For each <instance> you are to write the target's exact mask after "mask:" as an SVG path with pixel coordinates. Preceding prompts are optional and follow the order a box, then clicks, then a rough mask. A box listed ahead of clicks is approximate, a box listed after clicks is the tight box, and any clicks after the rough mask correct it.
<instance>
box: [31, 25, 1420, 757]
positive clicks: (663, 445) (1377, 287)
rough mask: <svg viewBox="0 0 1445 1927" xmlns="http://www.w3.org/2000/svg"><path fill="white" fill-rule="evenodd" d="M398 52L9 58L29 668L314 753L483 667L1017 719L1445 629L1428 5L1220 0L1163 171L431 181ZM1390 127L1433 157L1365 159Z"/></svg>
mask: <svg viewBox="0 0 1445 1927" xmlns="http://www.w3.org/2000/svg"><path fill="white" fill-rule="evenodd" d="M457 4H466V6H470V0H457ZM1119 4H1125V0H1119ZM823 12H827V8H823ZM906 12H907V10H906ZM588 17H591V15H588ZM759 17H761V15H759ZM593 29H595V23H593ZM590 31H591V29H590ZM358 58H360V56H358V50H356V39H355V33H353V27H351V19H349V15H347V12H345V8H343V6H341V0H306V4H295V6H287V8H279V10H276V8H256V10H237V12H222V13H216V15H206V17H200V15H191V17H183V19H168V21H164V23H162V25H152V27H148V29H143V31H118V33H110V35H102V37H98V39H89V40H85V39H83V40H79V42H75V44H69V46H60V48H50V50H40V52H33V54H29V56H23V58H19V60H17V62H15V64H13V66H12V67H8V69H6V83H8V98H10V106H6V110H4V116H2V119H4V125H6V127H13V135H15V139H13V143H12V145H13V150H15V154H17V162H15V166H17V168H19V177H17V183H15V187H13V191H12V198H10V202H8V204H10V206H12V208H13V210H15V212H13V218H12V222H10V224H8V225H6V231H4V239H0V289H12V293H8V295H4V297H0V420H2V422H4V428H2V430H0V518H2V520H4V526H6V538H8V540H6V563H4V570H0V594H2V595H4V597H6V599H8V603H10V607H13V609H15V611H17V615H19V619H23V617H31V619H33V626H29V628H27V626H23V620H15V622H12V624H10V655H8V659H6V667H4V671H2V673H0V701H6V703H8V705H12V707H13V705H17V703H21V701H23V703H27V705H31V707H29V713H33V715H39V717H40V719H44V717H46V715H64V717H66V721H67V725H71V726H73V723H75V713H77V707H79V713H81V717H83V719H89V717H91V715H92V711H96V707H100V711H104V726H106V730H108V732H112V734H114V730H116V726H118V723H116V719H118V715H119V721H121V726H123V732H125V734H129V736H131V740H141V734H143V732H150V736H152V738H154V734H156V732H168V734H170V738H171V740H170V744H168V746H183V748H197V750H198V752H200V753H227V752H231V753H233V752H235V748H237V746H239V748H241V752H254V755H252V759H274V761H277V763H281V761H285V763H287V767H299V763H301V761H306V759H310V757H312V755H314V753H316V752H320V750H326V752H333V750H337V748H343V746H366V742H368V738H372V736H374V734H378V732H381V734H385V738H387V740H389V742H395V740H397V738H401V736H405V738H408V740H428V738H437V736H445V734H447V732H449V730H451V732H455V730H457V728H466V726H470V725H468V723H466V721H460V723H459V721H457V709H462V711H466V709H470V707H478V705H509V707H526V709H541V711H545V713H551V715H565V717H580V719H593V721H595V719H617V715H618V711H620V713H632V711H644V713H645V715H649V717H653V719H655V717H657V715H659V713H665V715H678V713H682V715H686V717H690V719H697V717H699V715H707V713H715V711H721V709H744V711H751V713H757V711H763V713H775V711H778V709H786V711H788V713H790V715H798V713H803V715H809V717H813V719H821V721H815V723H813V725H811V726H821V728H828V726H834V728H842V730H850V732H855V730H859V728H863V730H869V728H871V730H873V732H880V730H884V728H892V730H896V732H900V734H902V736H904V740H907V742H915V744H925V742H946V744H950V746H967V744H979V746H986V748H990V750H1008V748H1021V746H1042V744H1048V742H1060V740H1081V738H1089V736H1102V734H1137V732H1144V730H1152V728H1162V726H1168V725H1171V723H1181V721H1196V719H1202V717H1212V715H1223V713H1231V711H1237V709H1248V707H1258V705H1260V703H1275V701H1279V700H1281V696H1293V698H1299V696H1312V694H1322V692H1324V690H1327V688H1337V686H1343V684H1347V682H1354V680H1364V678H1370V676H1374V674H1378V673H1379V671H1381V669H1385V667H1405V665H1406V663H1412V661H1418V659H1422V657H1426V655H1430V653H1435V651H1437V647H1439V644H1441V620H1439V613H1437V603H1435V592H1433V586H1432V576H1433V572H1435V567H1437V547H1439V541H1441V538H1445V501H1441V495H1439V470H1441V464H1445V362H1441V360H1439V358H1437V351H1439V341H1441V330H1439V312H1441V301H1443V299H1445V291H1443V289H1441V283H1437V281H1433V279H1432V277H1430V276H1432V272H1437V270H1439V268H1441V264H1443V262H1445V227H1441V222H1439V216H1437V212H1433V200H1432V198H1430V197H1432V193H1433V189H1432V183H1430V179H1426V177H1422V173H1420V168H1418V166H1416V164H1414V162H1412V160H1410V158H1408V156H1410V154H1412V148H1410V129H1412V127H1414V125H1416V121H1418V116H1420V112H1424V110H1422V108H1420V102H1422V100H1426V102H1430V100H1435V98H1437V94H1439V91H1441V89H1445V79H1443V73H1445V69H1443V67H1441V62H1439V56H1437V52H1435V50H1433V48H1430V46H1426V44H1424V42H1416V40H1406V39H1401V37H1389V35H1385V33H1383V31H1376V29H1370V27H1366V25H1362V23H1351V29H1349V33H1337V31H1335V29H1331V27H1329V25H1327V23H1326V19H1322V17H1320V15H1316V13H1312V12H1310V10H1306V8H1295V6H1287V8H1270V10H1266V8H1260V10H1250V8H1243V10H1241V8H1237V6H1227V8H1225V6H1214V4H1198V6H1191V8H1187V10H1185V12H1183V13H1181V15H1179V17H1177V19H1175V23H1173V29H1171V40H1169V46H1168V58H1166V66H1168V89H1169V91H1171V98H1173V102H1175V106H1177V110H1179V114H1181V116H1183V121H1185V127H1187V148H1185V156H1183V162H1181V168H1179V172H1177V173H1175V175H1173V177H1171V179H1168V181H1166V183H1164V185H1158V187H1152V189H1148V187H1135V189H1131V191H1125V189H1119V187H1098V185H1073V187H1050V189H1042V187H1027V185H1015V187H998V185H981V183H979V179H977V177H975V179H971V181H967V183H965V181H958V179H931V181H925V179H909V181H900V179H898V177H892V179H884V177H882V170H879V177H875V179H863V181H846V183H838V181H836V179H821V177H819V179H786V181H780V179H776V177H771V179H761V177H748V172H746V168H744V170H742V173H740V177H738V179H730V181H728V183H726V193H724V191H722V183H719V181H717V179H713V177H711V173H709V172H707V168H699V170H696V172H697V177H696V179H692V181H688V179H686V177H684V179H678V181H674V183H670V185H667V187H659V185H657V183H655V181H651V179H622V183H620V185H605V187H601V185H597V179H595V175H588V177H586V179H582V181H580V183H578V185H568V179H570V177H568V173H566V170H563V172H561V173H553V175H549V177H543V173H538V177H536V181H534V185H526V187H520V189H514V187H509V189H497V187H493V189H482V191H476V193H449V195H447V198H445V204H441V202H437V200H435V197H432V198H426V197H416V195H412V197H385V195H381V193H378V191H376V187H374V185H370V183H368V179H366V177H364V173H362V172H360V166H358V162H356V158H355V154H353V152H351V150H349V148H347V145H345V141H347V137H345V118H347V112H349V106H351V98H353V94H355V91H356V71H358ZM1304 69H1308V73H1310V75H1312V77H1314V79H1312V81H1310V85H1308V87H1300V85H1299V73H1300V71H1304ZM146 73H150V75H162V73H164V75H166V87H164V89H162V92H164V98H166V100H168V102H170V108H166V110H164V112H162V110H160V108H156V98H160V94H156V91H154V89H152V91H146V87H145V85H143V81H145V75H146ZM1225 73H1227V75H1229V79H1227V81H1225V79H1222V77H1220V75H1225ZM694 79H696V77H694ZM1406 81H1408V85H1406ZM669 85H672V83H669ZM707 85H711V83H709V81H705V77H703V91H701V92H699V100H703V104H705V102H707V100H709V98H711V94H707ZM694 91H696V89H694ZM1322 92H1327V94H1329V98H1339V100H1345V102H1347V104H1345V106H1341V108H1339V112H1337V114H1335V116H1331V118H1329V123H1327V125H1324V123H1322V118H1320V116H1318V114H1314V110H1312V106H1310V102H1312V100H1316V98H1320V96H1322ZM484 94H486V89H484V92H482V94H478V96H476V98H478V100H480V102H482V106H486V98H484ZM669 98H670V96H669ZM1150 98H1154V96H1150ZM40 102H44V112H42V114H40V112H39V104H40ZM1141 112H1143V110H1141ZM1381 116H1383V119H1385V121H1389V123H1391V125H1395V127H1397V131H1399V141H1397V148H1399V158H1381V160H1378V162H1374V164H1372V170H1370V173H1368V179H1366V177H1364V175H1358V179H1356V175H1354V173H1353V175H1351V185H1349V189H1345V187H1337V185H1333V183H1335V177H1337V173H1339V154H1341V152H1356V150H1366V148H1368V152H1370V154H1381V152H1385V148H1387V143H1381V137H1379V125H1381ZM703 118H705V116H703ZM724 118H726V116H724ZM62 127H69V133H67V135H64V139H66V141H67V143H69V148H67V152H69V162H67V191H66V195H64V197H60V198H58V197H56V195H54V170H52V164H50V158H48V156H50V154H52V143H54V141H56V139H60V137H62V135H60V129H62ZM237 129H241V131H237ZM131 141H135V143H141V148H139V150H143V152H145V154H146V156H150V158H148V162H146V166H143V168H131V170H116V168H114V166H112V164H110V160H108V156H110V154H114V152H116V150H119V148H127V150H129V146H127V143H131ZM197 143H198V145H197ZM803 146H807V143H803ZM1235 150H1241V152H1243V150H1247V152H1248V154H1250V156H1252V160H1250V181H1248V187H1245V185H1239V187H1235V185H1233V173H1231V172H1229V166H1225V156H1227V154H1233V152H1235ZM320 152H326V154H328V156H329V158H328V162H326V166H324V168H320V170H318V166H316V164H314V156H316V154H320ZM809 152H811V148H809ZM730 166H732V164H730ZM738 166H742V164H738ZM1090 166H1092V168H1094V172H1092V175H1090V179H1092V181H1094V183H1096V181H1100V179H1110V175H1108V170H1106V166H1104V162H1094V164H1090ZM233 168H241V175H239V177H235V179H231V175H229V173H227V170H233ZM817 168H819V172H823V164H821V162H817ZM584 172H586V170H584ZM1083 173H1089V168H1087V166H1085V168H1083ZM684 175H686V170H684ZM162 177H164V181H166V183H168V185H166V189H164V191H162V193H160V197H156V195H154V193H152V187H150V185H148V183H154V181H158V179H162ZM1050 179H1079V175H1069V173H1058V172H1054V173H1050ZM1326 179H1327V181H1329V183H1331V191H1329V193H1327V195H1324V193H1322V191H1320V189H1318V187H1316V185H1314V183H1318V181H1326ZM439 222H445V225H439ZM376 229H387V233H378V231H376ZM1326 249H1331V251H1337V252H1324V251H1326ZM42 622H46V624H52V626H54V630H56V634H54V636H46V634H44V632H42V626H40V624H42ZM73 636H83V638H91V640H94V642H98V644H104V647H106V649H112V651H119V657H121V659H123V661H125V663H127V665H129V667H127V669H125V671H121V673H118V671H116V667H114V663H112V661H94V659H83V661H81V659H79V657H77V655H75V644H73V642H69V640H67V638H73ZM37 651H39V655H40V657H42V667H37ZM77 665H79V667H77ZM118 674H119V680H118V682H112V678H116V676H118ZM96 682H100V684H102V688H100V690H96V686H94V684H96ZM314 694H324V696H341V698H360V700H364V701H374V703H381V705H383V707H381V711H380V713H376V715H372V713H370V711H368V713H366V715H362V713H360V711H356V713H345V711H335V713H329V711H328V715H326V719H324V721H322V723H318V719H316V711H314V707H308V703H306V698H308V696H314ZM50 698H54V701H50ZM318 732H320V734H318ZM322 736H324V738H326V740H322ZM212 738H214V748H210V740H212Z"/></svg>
■ ■ ■ ■ ■ ■ ■
▶ **WHAT TO DO**
In the entries above, find the line with "box: [31, 25, 1420, 757]" and the line with "positive clicks: (663, 445) (1377, 287)", then set down exactly those two and every line between them, nothing else.

▶ **SOLUTION TO THIS PROBLEM**
box: [31, 25, 1420, 757]
positive clicks: (663, 445) (1377, 287)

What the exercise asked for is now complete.